→ SELECTED EXCERPT:

● ● ● ●

Home high profile ‘Unconscionable and thus unenforceable’: MyPillow CEO Mike Lindell files RICO lawsuit against lending companies to try and get out of allegedly ‘usurious’ $600K loan

‘Unconscionable and thus unenforceable’: MyPillow CEO Mike Lindell files RICO lawsuit against lending companies to try and get out of allegedly ‘usurious’ $600K loan

‘Unconscionable and thus unenforceable’: MyPillow CEO Mike Lindell files RICO lawsuit against lending companies to try and get out of allegedly ‘usurious’ $600K loan

The high-dollar economic woes of Mike Lindell and his small-town Minnesota-based company MyPillow continue apace.

So does the litigation.

Last week, the pro-Donald Trump conspiracy theorist and his once-lucrative business sued several lending companies over the eye-popping repayment terms of a $600,000 merchant cash advance.

Under the terms of the agreement signed in September, Lindell and his company must pay back $16,800 each day.

● ● ● ●

→ DATA BLOCK:
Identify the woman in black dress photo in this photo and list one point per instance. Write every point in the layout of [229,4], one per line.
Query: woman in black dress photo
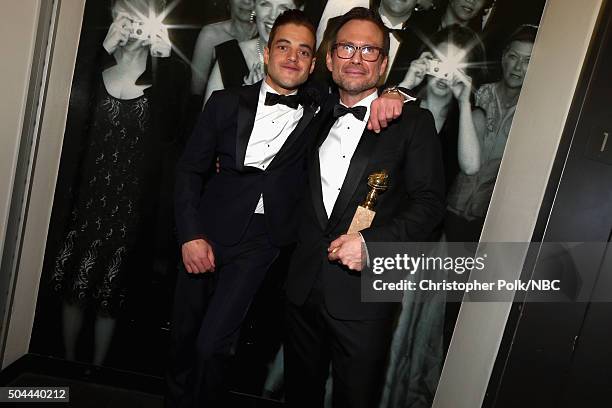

● ● ● ●

→ TASK SET:
1. According to the article about Mike Lindell's lawsuit, why did Lindell and MyPillow sue the lending companies? Answer in one to three sentences.
2. List every person, company, and place named in the article about Mike Lindell's lawsuit.
3. Resume the article about Mike Lindell's lawsuit after its last sentence.
The material has no connection to the article about Mike Lindell's lawsuit.

→ ANSWERS TO THE TASKS:
1. They sued over the repayment terms of a $600,000 merchant cash advance, which they allege is usurious, in an effort to get out of the loan. Under the agreement signed in September, they must pay back $16,800 each day.

2.
Mike Lindell
MyPillow
Donald Trump
Minnesota

3.
In the 34-page lawsuit filed on Oct. 25 in Carver County District Court and obtained by Law&Crime, the plaintiffs claim the agreement was “usurious, unconscionable and thus unenforceable.”

Stylized as a racketeering (RICO) complaint, the lawsuit accuses various lenders of issuing a loan under the guise of a contract in which the lenders agreed to “purchase My Pillow’s future receivables at a discount” and in which “My Pillow agreed to repay the face value of its receipts through daily payments.”

The agreement was executed in this fashion, the lawsuit alleges, in order to skirt New York State’s statutory maximum interest rate.

The plaintiffs say the effective interest rate on the “loan” equates to 368% — or 441% if origination fees of $36,000 are considered.

Lindell says he and his companies “bore the risk of non-payment of any receivables and remained on the hook for the entire amount at issue,” which left the lenders with “no risk in the transaction.”

On top of that, the lawsuit alleges, Lindell and his companies “always remained liable for the debt” that was taken out.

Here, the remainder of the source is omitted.